• _TASKS TO PERFORM_
A: Answer these questions using the passage on the Lakim Washington assault, one answer per line, marked (i), (ii), (iii):
(i) What did the two men argue over, according to the young woman who called the police?
(ii) In which newspaper did the article appear?
(iii) What is the second guideline the writer gives?
B: Sum up the passage on the Lakim Washington assault in two sentences.
C: Extend the passage on the Lakim Washington assault, picking up right after its last sentence.

• _DOCUMENT PASSAGE_
Eventually I turned in a story that presented the Washington
assault as an unsolved mystery where a racial attack had been charged but not
proved, and which the university police seemed reluctant to investigate. A few
days after the article was published ("Violent Night" Metro newspaper, January 22, 1998), a young woman read
it, called the police, and reported she
had information that Washington had actually been assaulted by her boyfriend, an
African-American, after the two men had argued over the use of the telephone.
In other words, despite the early and "obvious" conclusion of a
racial component by so many people, including myself, race had absolutely
nothing to do with the assault.
In other words, despite all the first assumptions by so many
people—myself, my editors, and members of the SJSU BSU—after first hearing
about the Lakim Washington assault, there had been no racial component to that
incident.
It was during the Lakim Washington investigation and story
that I began to formulate guidelines for guarding against such premature
conclusions.
First, work from a "working theory" rather than a
conclusion when you don't have enough facts in hand about a particular
situation. This is more than just semantics. A conclusion demands defending and
is difficult to change because you have committed yourself to it, even when the
actual facts eventually prove otherwise. A working theory is just that, a
theory. It is presented as a possibility, not as an established truth, is not
necessary to defend, and is more easily modified if need be.
Second, continue to collect facts and modify your theory as
necessary as new facts are presented.
Finally, use any newly-discovered facts to try to disprove
your working theory, rather than trying to prove it. When you try to prove a
theory—or a conclusion—you tend to ignore everything that disproves it. But if
you work to disprove your original theory, it is easier to see the flaws in it
and modify that theory or abandon it altogether, if necessary. On the other
hand, if you honestly try to disprove your working theory and find you cannot,
it makes it more likely that your original theory was correct.

• _RECORD SET_
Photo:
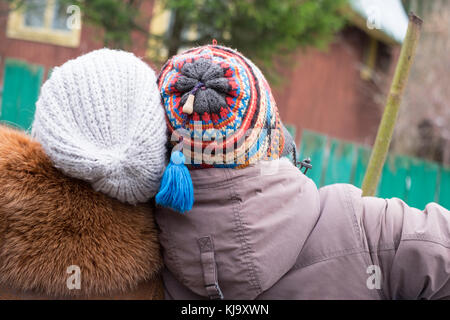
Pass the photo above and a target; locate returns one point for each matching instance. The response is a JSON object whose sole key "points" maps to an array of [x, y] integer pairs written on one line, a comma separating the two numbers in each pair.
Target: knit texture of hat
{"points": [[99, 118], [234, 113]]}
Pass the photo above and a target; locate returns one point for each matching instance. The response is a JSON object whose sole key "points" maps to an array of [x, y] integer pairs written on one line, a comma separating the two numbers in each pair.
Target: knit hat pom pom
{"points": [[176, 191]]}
--
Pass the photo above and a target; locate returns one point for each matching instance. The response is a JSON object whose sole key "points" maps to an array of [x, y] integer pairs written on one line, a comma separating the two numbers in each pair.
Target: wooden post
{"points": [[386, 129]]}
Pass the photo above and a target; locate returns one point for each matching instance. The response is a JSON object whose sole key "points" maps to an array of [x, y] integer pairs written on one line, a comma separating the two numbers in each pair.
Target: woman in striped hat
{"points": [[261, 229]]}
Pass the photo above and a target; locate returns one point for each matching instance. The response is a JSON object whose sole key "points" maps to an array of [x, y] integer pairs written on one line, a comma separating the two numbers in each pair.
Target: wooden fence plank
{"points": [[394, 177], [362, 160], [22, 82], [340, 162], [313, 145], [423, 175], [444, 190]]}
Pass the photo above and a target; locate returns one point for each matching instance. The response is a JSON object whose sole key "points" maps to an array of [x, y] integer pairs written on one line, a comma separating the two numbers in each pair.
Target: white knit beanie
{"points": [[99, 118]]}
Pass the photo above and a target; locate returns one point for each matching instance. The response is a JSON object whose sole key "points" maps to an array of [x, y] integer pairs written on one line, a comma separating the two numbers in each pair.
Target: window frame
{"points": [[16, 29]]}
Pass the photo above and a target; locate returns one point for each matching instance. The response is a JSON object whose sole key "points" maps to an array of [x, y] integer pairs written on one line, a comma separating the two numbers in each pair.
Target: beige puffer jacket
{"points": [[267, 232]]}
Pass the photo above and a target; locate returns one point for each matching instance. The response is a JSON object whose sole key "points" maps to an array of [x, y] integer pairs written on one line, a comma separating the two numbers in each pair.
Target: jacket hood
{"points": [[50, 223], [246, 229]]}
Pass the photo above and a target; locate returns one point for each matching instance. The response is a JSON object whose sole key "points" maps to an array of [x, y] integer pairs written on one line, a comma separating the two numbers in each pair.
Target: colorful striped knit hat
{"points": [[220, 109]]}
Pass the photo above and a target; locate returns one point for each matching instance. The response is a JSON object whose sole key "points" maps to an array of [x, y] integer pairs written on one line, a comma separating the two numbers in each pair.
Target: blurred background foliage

• _RESULTS_
A:
(i) The use of the telephone.
(ii) Metro newspaper.
(iii) Continue to collect facts and modify your theory as necessary as new facts are presented.

B: After the writer's article presented the Lakim Washington assault as an unsolved case where a racial attack had been charged but not proved, a young woman told police that her boyfriend had assaulted Washington after the two men argued over the use of the telephone, so race had nothing to do with it. The case led the writer to form guidelines against premature conclusions: work from a working theory rather than a conclusion, keep collecting facts and modifying the theory, and use new facts to try to disprove it rather than prove it.

C:
Using this formula, one could generally start off with the
theory that given America's history, any situation involving more than one race
in this country is likely to have race as one of its factors, to a greater or
lesser extent. But after that, all other possible factors should be taken into
account to see if their presence might, in fact, disprove the theory of a
racial cause.
Using this method of theorize-and-attempt-to-disprove, its'
entirely possible to conclude that there are not enough proven facts available about
the Orlando gay nightclub shooting to draw a definite conclusion. It's still
possible that Mr. Mateen's actions were inspired by his fundamentalist Islamic
religious beliefs and the actions of such terrorist organizations as ISIL. It
is also possible that either American-born homophobia or shame-of-being-closeted-gay
were the determining factors. And it is possible that the ultimate cause was
some combination of these factors or others yet unknown. But it's important to
realize that such uncertainty is okay. One ought to be careful not to jump
unless one knows where the danger is coming from and which location it is
traveling to, lest one ends up jumping directly in its path.
Meanwhile, there's no magic to this method of working
through our original theories. Much work has to be done to make it work, in
almost every instance. Additional facts have to be ferreted out, sorted and
resorted, and retheorized. We often have to throw out our most treasured
prejudices. Sticking with pre-conceived notions is far, far easier on the mind,
in the short run. In the long run, however, disaster can easily follow if the
myths we have manufactured in our heads do not agree with the reality we face
in the actual world.
That's my working theory, anyways.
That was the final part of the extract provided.